Passage provided.
□ □ □ □
Forty-four states and the District of Columbia have laws on the books requiring health insurers to cover autism treatments. But research evaluating these insurance mandates suggests the efforts are failing to help many children get needed therapy.
The state requirements have increased the number of children by about 12 percent, according to the research presented Wednesday at a major conference on autism spectrum disorder.
There's been a push for health insurers to better cover often-pricey autism treatments, especially applied behavioral analysis, a type of behavioral modification therapy.
Those efforts come as autism rates have ballooned. In 2014, the most recent year for which data is available, the Centers for Disease Control and Prevention estimated that 1 in 45 children are on the autism spectrum, with symptoms ranging from communication difficulties to repetitive or obsessive behaviors. In 2000, the rate was 1 in 150.
Researchers found that the state mandates, which apply to coverage available on the individual market and some group and employer plans, led to about 12 percent more children getting some kind of treatment for autism. But that's not nearly enough when compared with the number believed to have the condition, they say.
"These numbers are orders of magnitude below" the CDC's autism estimates, said David Mandell, one of the researchers and the director of the University of Pennsylvania's Center for Mental Health Policy and Services Research. "It suggests that a lot of commercially insured kids with autism are not being treated through their insurance."
The shortfall may have significant health consequences, said Daniele Fallin, who chairs the Johns Hopkins University department of mental health and directs Hopkins' Wendy Klag Center for Autism and Developmental Disabilities. For children, it's important to get treatment as soon as possible. If that doesn't happen, the condition will become more complicated — and more costly — to treat in the long run.
"It's a big concern any time you see this kind of treatment gap," said Fallin, who wasn't affiliated with the study.
The researchers used insurance claims data from 2008 to 2012 compiled by the Health Care Cost Institute, a nonprofit organization that focuses on price transparency. They divided the case files of 154,000 children into four groups.
First, they took states with insurance mandates and split the files between children whose coverage was affected and those whose was exempt. Then, in states without insurance mandates, they divided children with commercial insurance who would have been affected had there been a state mandate, and those who would not.
The study did not include Medicaid plans. The claims data was pulled from three large insurance companies in all 50 states plus the District of Columbia.
The researchers then analyzed how many autism-related treatments were billed to insurance, controlling for factors like age, sex, health plan type and calendar month. They found that having a mandate in place increased the level of treatments billed by an average of about 12.2 percent — 9.9 percent during the mandate's first year, 16.6 percent the second year and 17.2 percent in subsequent years.
But questions persist beyond whether patients got some form of care. The researchers are still teasing out what kinds of treatments children who used their insurance actually received. And, Mandell said, it leaves open how good that care actually was.
The takeaway is that insurance mandates are "necessary but not sufficient" for helping people get needed therapies, he said.
That makes sense, said Alycia Halladay, chief science officer at the Autism Science Foundation, which helps fund research. Requiring health plans to cover autism therapies was important as a first step, she argued. But more needs to be done.
"You can't rely on these mandates alone. You can't say, 'OK now, everything's hunky-dory, and everyone's being served the right way,' " she said.
□ □ □ □
Records shown.

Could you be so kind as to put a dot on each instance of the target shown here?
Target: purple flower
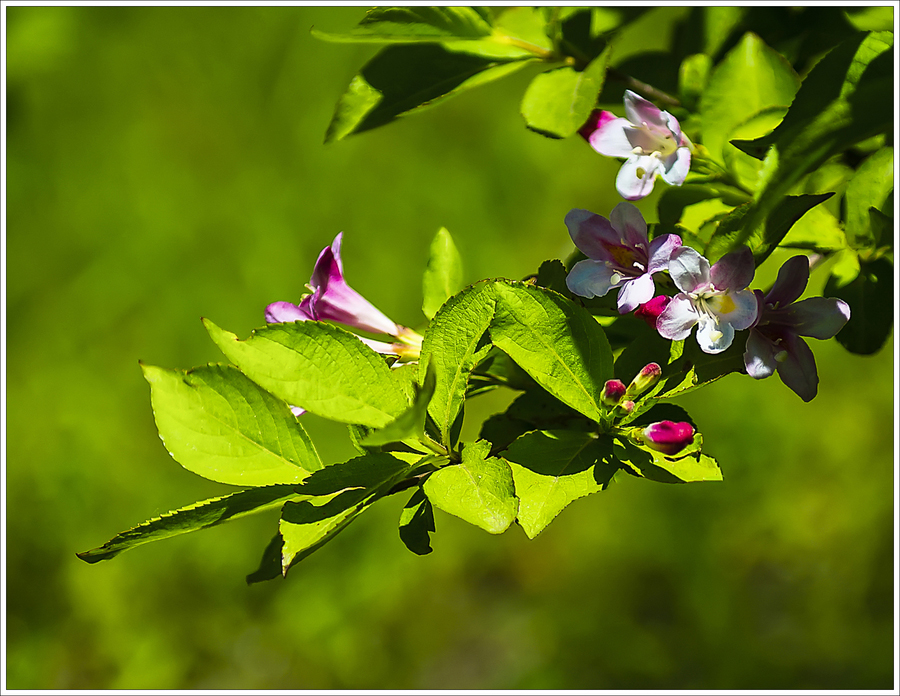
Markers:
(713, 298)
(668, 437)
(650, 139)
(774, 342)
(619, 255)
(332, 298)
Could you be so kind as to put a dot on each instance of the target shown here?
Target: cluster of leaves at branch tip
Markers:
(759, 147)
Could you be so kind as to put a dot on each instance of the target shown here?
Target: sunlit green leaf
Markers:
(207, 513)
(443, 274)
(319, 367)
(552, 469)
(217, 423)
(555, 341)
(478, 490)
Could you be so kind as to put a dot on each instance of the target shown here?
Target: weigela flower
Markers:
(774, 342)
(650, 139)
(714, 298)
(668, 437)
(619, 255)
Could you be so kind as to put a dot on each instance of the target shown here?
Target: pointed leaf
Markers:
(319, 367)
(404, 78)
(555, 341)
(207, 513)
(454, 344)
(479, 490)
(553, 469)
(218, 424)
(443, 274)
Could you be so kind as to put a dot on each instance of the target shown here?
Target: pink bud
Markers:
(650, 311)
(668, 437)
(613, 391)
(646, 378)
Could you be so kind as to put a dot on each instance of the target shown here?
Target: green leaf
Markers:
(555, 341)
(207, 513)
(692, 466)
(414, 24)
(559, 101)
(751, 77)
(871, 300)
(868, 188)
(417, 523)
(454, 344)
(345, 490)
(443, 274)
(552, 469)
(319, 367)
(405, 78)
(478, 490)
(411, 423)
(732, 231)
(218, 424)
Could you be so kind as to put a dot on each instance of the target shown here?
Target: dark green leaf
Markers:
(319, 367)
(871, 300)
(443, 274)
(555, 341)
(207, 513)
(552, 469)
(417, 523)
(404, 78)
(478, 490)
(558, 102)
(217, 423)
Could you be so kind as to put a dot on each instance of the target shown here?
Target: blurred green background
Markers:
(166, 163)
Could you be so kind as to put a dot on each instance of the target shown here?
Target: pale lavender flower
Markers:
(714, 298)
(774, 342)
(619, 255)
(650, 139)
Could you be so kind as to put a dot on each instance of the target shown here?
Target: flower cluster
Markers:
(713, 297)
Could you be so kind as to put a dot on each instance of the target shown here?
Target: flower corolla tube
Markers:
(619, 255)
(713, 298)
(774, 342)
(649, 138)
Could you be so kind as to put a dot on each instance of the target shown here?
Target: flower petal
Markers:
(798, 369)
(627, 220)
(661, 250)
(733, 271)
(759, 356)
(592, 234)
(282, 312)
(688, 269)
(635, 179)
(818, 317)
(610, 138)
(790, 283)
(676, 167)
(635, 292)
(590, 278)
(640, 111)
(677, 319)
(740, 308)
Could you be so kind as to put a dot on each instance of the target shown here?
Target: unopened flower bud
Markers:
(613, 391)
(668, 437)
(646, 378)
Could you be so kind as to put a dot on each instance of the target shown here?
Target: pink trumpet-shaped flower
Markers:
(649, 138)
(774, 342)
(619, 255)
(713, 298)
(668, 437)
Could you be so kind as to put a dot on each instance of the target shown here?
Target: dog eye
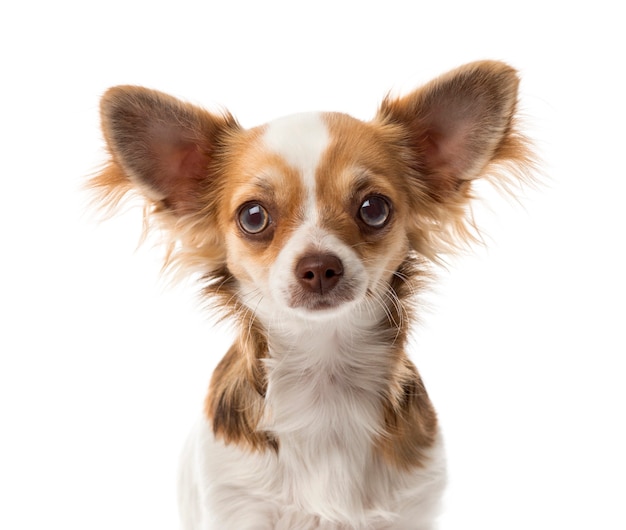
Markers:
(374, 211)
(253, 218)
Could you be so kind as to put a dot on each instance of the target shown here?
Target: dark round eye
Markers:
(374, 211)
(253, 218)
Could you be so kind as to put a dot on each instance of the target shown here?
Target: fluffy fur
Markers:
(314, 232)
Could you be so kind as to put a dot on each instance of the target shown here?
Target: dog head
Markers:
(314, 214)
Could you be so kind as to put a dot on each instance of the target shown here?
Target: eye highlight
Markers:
□ □ □ □
Exercise requirements.
1. List every person the article on autism insurance mandates quotes by name.
2. In the article on autism insurance mandates, rewrite the passage between "The researchers used" and "into four groups.", inclusive, replacing "nonprofit organization" with "nonprofit group".

Solutions per task.
1.
David Mandell
Daniele Fallin
Alycia Halladay

2.
The researchers used insurance claims data from 2008 to 2012 compiled by the Health Care Cost Institute, a nonprofit group that focuses on price transparency. They divided the case files of 154,000 children into four groups.